RECORDS SUPPLIED –
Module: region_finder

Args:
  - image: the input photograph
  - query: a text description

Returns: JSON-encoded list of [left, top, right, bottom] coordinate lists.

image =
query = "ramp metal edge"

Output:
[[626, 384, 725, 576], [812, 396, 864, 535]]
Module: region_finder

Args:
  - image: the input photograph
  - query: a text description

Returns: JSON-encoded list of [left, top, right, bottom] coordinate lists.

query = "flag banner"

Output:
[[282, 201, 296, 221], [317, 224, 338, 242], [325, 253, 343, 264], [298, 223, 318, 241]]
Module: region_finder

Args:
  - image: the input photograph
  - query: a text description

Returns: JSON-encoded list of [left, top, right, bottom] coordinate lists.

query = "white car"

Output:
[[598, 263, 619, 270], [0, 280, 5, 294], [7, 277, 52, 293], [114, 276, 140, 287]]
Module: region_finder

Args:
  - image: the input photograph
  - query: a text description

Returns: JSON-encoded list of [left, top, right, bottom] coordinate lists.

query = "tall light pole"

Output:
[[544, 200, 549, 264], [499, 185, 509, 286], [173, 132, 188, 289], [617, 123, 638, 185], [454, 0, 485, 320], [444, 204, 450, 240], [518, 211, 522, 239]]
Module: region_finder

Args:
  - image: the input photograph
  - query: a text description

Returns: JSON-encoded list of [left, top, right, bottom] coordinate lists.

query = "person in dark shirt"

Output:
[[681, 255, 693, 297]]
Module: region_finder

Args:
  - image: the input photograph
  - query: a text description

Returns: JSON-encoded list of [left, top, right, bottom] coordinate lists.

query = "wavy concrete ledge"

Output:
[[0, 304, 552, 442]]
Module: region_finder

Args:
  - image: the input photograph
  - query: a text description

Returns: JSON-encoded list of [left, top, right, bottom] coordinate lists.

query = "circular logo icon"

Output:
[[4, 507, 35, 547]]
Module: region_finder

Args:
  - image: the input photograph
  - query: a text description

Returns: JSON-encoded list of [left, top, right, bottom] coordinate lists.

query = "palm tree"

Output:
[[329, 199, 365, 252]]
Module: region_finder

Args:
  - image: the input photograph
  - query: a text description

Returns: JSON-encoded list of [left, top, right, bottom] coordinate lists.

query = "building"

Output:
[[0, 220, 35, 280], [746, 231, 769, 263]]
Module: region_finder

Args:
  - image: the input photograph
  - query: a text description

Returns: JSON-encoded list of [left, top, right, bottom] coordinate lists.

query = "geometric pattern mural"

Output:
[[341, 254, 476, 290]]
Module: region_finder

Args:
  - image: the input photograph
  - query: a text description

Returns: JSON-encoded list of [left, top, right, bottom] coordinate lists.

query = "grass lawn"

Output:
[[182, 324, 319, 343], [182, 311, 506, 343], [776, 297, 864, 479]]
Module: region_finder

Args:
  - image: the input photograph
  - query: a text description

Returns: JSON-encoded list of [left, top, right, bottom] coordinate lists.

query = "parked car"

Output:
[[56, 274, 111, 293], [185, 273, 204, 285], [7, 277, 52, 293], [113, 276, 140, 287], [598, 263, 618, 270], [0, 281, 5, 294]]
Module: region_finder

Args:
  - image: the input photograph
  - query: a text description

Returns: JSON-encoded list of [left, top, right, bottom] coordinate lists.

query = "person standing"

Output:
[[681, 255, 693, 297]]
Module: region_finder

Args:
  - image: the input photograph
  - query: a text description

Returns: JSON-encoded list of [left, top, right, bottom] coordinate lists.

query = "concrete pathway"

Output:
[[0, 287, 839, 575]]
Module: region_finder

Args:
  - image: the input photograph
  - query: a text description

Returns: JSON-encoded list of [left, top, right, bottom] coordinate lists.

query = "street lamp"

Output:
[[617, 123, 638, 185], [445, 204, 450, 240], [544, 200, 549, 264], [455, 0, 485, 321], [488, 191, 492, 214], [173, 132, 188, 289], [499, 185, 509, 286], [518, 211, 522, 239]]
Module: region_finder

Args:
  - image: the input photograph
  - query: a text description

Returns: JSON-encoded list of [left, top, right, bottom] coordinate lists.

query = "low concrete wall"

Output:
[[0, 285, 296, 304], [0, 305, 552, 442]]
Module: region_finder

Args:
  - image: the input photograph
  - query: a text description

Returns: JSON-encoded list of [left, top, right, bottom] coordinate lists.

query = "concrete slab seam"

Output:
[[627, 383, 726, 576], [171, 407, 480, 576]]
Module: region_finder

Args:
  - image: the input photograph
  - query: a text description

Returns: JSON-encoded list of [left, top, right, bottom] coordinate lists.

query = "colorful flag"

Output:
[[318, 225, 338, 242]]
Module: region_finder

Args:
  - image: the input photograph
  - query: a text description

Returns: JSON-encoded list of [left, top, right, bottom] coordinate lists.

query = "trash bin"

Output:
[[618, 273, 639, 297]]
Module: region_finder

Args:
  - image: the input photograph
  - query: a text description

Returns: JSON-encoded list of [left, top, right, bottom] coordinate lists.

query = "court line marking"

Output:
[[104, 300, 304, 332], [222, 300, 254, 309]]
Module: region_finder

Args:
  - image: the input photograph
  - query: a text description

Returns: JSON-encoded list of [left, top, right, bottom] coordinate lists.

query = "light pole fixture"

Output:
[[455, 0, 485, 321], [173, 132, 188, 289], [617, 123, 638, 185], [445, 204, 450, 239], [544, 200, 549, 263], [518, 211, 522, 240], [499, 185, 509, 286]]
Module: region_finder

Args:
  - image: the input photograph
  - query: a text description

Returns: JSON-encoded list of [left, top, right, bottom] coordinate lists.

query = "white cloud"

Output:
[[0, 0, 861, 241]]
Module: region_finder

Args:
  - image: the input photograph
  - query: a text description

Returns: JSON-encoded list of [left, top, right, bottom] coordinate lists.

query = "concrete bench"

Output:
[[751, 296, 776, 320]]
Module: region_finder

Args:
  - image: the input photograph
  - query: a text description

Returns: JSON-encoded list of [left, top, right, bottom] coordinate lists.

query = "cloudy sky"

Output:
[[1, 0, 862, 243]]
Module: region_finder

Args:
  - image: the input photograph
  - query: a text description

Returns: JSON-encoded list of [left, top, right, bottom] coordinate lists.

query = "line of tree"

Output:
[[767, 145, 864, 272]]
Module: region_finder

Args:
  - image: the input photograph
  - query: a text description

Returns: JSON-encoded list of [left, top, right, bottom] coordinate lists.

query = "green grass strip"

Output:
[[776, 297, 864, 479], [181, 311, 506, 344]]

THE TASK – Across the records, count the lines that contain the word "pole" and give that figure alone.

RESULT OF THIS TASK – 2